>>>

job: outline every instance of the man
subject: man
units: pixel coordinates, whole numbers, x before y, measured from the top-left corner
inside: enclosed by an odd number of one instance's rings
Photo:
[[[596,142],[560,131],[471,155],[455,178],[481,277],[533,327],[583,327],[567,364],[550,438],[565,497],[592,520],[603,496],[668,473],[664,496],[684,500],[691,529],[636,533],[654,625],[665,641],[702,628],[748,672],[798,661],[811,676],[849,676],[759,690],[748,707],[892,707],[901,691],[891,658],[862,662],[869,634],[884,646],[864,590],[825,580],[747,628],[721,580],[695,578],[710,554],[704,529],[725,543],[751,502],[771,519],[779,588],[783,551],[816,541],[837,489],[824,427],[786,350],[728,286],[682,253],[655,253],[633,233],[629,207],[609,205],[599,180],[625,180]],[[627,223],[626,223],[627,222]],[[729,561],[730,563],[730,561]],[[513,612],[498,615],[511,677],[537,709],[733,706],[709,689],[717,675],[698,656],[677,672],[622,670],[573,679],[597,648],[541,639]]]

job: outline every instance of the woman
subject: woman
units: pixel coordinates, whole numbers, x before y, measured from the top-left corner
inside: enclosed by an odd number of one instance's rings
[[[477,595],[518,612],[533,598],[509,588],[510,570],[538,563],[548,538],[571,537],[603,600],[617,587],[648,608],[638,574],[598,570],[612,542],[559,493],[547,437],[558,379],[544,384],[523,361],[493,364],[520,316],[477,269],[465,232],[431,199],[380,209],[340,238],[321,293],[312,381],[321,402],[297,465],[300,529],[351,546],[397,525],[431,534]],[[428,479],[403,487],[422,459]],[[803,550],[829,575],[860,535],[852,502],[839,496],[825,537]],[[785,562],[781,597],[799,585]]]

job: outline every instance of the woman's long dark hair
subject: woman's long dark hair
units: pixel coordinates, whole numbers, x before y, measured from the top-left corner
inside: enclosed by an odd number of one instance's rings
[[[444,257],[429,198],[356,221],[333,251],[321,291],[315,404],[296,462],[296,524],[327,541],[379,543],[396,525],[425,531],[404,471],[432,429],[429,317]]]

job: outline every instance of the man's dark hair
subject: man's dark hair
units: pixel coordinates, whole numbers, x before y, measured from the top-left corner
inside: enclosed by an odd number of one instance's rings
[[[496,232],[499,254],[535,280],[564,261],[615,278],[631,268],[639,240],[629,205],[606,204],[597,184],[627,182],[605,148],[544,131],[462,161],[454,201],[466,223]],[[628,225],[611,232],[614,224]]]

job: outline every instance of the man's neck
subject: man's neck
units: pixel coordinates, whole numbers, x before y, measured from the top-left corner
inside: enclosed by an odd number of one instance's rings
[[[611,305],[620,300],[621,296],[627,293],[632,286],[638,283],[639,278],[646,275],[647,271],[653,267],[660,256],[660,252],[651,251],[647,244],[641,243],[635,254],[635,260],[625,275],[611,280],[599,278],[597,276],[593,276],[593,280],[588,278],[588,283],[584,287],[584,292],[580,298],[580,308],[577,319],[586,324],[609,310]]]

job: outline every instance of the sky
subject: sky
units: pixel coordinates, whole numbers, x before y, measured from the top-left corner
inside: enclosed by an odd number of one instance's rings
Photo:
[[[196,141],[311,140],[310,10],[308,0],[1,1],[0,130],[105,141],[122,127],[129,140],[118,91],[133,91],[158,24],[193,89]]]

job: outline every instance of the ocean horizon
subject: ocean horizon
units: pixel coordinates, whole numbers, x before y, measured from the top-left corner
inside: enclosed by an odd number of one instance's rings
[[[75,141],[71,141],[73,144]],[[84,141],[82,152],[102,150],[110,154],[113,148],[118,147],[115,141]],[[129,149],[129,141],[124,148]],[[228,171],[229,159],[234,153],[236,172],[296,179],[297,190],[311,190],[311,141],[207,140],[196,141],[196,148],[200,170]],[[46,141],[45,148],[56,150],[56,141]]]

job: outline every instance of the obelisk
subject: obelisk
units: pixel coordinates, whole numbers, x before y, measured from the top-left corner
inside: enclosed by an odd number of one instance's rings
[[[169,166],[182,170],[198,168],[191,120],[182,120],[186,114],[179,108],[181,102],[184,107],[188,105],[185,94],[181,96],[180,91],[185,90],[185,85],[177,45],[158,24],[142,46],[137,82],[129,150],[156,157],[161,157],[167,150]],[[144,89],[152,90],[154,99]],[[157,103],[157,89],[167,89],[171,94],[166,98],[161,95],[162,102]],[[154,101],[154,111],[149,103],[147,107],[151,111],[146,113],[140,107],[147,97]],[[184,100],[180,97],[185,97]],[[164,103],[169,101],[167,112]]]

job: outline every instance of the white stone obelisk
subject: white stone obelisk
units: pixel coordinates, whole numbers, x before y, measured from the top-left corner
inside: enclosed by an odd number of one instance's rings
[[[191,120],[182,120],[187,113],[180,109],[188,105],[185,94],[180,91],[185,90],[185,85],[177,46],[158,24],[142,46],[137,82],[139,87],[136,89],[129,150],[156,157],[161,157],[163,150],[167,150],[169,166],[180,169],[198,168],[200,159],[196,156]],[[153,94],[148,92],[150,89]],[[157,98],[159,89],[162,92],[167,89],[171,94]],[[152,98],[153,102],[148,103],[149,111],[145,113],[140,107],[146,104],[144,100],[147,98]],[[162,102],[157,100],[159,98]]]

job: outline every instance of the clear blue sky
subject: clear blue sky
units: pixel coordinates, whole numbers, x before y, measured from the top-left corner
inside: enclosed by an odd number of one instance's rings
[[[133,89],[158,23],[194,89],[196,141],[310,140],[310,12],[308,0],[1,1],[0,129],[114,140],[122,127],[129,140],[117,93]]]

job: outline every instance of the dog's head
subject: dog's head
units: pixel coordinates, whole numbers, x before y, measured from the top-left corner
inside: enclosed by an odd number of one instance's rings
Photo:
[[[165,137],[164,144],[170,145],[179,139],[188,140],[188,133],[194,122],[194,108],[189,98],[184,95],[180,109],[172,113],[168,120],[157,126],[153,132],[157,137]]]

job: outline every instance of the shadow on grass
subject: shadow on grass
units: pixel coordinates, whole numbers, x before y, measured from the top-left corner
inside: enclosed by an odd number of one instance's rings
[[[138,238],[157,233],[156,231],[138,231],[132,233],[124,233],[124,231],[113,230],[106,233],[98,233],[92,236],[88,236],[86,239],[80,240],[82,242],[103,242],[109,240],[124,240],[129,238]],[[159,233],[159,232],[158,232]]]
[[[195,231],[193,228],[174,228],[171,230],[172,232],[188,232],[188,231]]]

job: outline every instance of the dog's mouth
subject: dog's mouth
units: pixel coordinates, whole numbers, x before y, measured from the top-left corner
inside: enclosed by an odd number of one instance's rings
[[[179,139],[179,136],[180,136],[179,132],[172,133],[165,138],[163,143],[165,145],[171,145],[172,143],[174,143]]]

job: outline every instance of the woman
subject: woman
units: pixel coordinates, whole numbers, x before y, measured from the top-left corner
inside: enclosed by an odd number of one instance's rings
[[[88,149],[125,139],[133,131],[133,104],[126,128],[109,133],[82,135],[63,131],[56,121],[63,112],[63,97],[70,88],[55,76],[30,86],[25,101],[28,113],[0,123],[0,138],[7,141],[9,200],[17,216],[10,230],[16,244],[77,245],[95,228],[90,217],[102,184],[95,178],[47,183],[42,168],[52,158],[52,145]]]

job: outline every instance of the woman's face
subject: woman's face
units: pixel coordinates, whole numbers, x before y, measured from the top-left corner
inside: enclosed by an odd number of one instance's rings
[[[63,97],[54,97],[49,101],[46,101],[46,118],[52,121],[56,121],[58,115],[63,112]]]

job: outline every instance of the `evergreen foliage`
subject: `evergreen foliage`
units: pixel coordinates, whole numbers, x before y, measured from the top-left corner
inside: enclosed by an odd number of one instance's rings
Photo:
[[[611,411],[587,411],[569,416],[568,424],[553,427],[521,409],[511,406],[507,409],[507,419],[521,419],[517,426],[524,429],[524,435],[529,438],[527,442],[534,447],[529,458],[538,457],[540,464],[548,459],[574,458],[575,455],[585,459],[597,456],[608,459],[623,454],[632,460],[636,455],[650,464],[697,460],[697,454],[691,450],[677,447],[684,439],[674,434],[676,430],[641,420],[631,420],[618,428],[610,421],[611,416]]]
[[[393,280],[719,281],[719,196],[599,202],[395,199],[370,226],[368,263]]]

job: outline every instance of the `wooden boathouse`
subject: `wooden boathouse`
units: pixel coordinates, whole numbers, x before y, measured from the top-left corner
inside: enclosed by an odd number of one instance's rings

<<<

- Exercise aim
Which lines of the rows above contain the string "evergreen"? Show each of them in full.

- Task answer
job: outline every instance of the `evergreen foliage`
subject: `evergreen foliage`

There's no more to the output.